TASK TO COMPLETE: What follows is a listing; give it again exactly, in its entirety.
*** RECORDS SUPPLIED ***
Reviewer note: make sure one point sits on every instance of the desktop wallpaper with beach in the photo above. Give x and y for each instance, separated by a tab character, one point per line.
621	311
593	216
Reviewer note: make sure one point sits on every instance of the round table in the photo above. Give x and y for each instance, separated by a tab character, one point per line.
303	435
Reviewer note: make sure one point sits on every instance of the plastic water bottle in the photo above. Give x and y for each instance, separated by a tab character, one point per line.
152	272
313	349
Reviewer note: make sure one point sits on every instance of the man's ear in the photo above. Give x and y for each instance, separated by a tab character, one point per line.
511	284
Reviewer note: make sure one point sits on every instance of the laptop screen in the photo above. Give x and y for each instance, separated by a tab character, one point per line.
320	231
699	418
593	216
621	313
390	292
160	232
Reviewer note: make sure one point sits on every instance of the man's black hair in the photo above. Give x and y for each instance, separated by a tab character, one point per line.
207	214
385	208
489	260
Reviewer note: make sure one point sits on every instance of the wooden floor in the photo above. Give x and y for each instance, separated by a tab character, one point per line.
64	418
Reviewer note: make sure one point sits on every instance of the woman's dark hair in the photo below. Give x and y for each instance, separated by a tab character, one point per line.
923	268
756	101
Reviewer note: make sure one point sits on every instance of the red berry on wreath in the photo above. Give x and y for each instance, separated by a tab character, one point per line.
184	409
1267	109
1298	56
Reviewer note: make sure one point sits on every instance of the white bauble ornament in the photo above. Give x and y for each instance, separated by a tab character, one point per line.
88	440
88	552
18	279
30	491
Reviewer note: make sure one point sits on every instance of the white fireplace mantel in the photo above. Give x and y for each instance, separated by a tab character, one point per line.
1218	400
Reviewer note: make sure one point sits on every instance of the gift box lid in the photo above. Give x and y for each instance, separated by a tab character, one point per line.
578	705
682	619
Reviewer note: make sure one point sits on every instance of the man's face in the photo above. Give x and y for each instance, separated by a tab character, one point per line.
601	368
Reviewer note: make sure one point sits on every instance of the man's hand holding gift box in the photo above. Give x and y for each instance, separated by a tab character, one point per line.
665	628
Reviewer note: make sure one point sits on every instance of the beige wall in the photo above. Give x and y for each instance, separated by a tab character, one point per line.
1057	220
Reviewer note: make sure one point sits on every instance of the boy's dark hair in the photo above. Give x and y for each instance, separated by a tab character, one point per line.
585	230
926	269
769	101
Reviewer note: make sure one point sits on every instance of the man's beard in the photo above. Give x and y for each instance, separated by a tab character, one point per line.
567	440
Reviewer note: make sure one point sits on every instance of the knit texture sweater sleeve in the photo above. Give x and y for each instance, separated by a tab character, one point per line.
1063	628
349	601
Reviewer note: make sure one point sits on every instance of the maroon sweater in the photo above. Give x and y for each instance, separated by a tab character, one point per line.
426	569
*** End of RECORDS SUPPLIED ***
SOLUTION TO THIS PROBLEM:
Reviewer note: make sure one point sits on every instance of the desktop wallpaper with beach in the photo above. Give x and y for each instance, separated by a tab character, one point per line.
621	311
593	216
Reviewer note: make sure one point sits on every instance of the round table in the photo above. Give x and y for each instance, separated by a tab character, one point per line.
303	435
Reviewer note: make sure one point sits on every instance of the plastic water bottle in the photo above. Give x and y for each instance, separated by a tab character, one point per line.
152	272
313	349
Reviewer note: make sure one point sits on every instance of the man's ear in the photo above. Give x and y for each instance, separated by a tab character, one point per line.
511	284
Reviewer note: make sure one point sits on every instance of the laptop screen in the photo above. Give x and y for each instance, separated by a tab character, one point per line.
320	231
699	418
593	216
621	313
390	292
160	232
Reviewer note: make sure one point sits on every instance of the man's black hair in the photo above. Give x and y for each instance, separated by a tab character, one point per line.
207	214
385	208
489	260
Reviewer note: make sure one point sits on every instance of the wooden floor in the photo above. Give x and y for each instance, separated by a tab character, one point per line.
64	418
Reviewer note: make sure one point sits on every instance of the woman's dark hair in the photo below. Give x and y for each instance, separated by a tab character, one point per line.
923	268
756	101
Reviewer note: make sure one point sits on every instance of the red berry on wreath in the photo above. Give x and y for each instance, separated by a tab character, one point per line.
184	409
1267	109
1298	56
Reviewer note: make sure one point sits on every instance of the white bauble ornament in the photo above. Give x and y for each instance, separated by a tab character, one point per line.
88	440
88	552
18	279
30	491
Reviewer note: make sure one point sits on every instance of the white fireplace mantel in the photo above. Give x and y for each instance, separated by a tab character, one point per line.
1218	400
Reviewer note: make sure one point sits on every instance of the gift box lid in the photo above. Give x and y for each instance, separated by a tab character, one point per line.
578	705
682	619
Reviewer note: make sure one point sits on every instance of the man's face in the photo above. Give x and y for each instance, separated by a tab character, one point per line.
601	368
Reviewer note: make sure one point sits on every instance of the man's hand holding gift box in the photo above. Give x and y for each instance, separated by a tab character, one point per line.
665	628
Reviewer note: make sure one point sits on every instance of the beige wall in the photo above. Give x and y for each instance, separated by a tab character, one point per line.
1057	220
Reviewer note: make sure one point sits on every instance of the boy's dark hair in the photo above. Give x and y for each instance, separated by a tab character, one point per line.
585	230
926	269
769	101
Reviewer note: make sure one point sits on every instance of the man's beard in the photo above. Give x and y for each instance, separated by a tab character, one point per line.
567	440
Reviewer note: make sure one point sits on every instance of the knit texture sweater sleeve in the photo above. Give x and y for each instance, separated by a tab character, one point per line.
1063	628
349	601
Reviewer note: make sure one point sits on every instance of the maroon sweater in the photo above. Give x and y for each instance, separated by a tab character, one point per line.
426	569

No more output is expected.